Text passage:
╭──
This blog is intended to go along with Population: An Introduction to Concepts and Issues, by John R. Weeks, published by Cengage Learning. The latest edition is the 13th (it will be out in January 2020), but this blog is meant to complement any edition of the book by showing the way in which demographic issues are regularly in the news.

You can download an iPhone app for the 13th edition from the App Store (search for Weeks Population).

If you are a user of my textbook and would like to suggest a blog post idea, please email me at: john.weeks@sdsu.edu

Thursday, July 17, 2014

A World of 29 Billion People? Really??
╰──
Dataset:
╭──
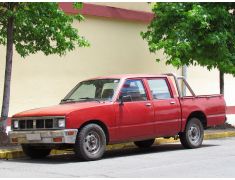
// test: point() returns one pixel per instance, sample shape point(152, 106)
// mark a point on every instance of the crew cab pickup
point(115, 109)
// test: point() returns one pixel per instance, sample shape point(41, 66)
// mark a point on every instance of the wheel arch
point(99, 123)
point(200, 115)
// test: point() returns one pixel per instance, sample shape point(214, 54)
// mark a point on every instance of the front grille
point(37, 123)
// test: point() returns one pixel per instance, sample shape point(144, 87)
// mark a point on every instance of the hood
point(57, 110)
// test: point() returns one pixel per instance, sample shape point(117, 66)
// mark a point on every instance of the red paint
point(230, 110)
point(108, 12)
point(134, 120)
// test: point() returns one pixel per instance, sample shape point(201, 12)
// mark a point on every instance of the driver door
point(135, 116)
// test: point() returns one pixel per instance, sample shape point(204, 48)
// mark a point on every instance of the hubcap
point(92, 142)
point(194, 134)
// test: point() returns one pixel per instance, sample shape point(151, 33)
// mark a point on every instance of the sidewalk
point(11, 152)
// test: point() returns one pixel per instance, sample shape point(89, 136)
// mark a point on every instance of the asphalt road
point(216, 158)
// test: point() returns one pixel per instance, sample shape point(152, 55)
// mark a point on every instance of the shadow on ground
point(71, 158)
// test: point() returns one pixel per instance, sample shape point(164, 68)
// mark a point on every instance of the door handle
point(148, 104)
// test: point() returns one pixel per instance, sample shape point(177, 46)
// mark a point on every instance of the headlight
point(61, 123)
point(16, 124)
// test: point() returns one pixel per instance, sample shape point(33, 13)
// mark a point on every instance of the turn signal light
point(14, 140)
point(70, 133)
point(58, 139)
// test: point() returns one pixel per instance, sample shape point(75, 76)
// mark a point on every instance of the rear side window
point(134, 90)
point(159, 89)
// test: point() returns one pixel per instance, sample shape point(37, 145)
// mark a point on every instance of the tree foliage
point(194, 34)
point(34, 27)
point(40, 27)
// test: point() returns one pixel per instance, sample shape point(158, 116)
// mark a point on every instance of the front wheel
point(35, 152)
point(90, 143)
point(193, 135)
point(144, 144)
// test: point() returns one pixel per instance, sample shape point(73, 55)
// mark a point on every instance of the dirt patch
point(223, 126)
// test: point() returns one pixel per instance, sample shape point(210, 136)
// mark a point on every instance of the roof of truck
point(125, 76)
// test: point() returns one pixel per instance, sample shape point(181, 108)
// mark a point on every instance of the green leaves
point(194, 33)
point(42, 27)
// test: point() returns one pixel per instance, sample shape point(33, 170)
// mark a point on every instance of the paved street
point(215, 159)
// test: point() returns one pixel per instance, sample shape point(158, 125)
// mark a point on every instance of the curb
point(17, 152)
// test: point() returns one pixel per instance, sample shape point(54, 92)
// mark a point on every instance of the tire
╰──
╭──
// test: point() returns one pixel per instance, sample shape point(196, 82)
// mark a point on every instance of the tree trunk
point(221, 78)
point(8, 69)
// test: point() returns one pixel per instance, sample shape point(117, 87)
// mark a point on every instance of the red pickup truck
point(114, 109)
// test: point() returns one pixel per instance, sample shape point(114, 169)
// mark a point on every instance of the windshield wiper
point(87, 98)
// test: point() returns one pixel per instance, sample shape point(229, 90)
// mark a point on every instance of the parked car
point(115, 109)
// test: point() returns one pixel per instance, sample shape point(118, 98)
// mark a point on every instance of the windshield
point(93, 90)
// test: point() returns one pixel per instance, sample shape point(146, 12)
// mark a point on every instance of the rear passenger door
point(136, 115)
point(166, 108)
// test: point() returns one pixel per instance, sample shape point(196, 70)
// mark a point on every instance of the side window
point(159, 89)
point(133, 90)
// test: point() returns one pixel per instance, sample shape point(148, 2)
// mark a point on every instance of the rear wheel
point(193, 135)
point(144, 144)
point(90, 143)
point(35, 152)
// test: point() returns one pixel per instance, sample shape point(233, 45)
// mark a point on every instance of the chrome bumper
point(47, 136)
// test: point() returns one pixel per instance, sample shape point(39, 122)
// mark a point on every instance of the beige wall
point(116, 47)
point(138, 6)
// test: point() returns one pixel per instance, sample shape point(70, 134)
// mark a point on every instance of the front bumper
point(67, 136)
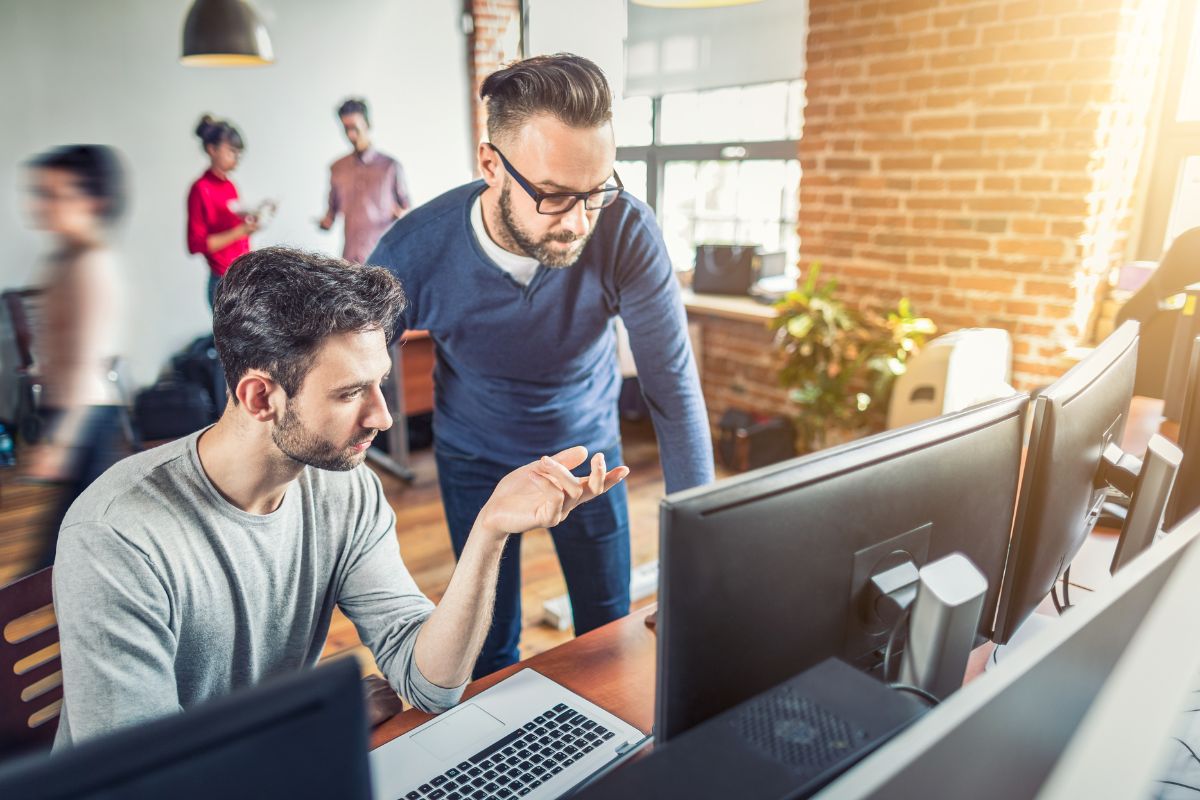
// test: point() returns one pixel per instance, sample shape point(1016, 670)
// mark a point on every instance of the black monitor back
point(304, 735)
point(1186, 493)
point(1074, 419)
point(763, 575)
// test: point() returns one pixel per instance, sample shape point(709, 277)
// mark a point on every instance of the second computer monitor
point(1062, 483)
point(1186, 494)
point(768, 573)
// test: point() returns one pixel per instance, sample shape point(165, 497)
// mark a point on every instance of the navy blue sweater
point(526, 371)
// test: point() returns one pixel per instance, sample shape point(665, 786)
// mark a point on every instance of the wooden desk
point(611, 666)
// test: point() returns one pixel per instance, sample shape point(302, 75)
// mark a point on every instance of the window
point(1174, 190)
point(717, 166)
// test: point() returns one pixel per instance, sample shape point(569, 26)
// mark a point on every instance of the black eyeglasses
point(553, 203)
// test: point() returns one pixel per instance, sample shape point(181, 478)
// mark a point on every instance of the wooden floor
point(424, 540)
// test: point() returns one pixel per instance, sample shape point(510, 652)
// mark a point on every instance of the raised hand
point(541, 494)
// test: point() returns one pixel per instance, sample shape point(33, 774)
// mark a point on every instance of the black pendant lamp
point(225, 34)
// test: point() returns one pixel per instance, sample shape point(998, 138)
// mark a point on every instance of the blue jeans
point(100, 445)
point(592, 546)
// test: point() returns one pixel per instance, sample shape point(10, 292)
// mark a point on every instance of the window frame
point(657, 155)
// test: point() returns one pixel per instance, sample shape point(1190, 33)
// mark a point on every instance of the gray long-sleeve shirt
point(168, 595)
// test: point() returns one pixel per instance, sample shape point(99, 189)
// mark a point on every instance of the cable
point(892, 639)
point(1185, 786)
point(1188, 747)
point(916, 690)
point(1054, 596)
╰──
╭──
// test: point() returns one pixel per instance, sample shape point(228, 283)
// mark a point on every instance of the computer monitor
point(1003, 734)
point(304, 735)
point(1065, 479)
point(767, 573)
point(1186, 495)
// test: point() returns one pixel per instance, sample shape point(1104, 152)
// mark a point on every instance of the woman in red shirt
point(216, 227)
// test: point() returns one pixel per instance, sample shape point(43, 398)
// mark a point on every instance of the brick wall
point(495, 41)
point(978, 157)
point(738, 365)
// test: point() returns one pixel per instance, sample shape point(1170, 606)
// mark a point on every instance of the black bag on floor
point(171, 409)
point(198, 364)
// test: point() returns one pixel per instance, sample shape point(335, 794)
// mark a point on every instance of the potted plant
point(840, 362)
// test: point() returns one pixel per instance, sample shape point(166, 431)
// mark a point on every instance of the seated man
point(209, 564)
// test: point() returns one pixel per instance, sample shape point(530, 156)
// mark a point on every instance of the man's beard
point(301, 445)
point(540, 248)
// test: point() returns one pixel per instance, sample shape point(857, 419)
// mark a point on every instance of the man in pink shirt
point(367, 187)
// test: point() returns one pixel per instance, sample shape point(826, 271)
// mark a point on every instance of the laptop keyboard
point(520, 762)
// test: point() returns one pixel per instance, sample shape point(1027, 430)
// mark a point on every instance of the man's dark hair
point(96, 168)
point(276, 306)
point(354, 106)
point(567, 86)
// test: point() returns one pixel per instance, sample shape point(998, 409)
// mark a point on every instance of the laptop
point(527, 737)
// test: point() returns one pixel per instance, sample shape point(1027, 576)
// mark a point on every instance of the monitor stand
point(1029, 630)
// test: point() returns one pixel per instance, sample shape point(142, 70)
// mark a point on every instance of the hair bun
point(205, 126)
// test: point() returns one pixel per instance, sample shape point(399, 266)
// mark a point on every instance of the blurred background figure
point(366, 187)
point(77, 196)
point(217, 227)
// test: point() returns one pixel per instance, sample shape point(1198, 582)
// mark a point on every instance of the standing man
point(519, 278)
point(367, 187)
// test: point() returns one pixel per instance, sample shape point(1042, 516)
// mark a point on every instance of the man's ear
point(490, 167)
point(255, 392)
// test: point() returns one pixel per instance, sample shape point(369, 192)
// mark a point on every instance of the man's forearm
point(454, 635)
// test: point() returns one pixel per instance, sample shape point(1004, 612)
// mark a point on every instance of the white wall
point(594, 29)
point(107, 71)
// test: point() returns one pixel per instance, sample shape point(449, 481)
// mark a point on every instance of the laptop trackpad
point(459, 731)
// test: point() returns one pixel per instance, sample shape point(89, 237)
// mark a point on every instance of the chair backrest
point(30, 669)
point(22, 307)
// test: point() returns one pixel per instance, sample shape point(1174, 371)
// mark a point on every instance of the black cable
╰──
Exercise prompt: From the blog page about population, list each distinct number written in digits, in the order each first appears.

Output: 13th, 2020, 17, 2014, 29